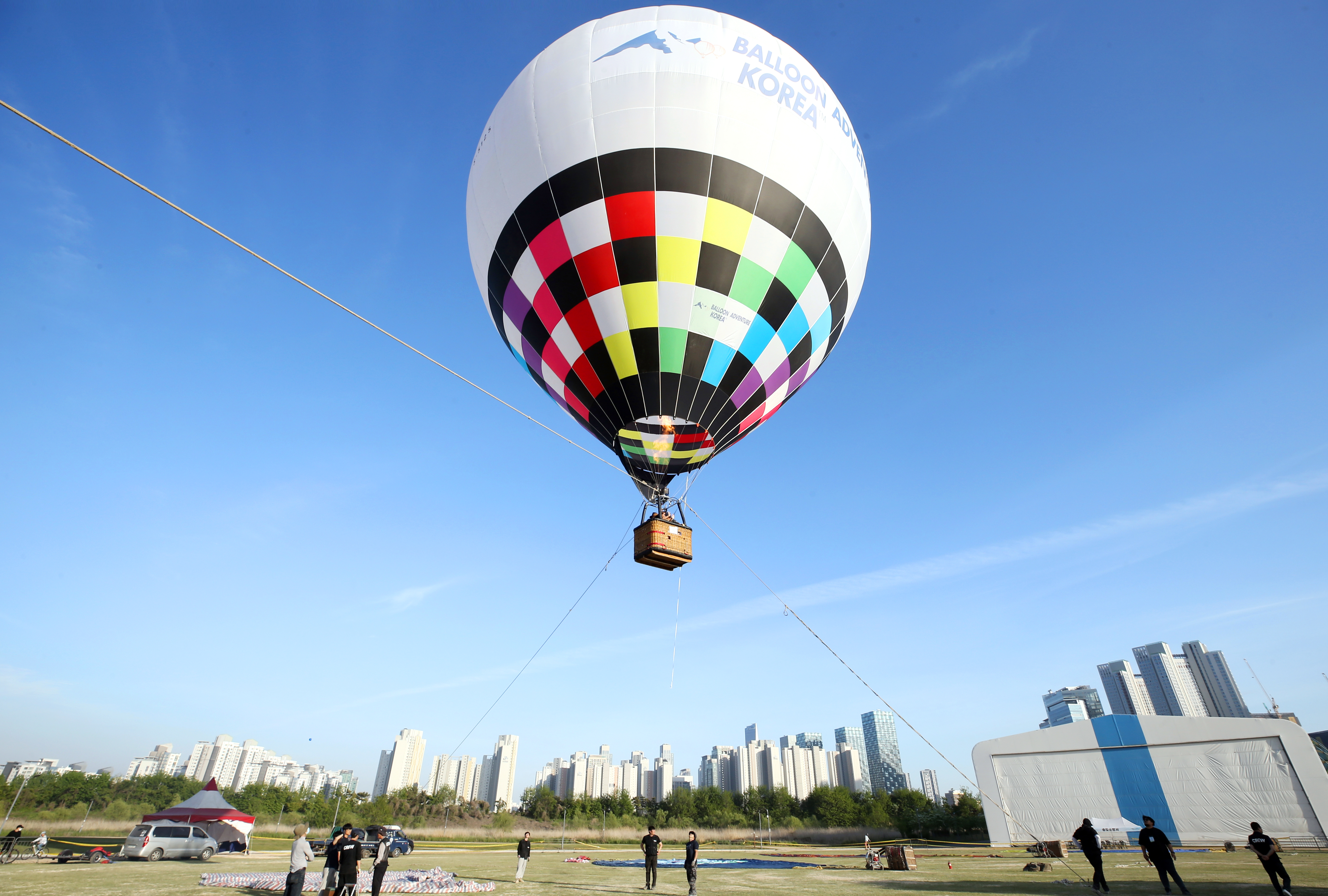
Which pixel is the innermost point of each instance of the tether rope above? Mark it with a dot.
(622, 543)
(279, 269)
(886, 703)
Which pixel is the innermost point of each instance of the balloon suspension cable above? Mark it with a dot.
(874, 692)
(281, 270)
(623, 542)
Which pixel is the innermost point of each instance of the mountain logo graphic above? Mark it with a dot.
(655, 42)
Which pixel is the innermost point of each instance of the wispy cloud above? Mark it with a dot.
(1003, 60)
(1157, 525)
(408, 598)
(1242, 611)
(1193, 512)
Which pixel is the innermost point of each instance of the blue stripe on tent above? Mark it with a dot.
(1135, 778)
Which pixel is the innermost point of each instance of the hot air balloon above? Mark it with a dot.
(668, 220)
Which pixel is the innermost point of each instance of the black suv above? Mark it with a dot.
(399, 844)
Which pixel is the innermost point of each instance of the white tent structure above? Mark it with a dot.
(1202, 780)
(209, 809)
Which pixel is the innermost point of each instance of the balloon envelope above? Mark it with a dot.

-=-=-=-=-

◆ THE EXERCISE: Output the records above exactly as they are, leaving out the pictures.

◆ ANSWER TO THE TASK:
Which pixel is the innermost point of each instance of the tether rope above? Mark it with a dot.
(622, 543)
(279, 269)
(886, 703)
Which pixel is the innermost point of each instance of the balloon suspension cable above? Mark it with a dot.
(874, 692)
(281, 270)
(623, 542)
Which pixel is the innermost point of each instance of the mountain logo graphic above? Mark it with a dot.
(655, 42)
Which pixel is the innermost point of each instance of the wispy cloud above? Mark it with a dot.
(1003, 60)
(1157, 525)
(408, 598)
(1242, 611)
(1193, 512)
Which pixel is the innermost point of each instance of the blue stripe on tent above? Mark it with a dot.
(1135, 778)
Which pixel is the innermost point of each instance of the hot air balloon above? Mark it with a dot.
(668, 220)
Which pixel is the innermost point of each instance of the black suv above? Mark it with a dot.
(399, 844)
Which pixel is the innermost point of each instance of the white tent structure above? Mark it with a dot.
(1202, 780)
(209, 809)
Which pixel is the innermost point of each instance of the balloon envelope above? Mark it with a dot.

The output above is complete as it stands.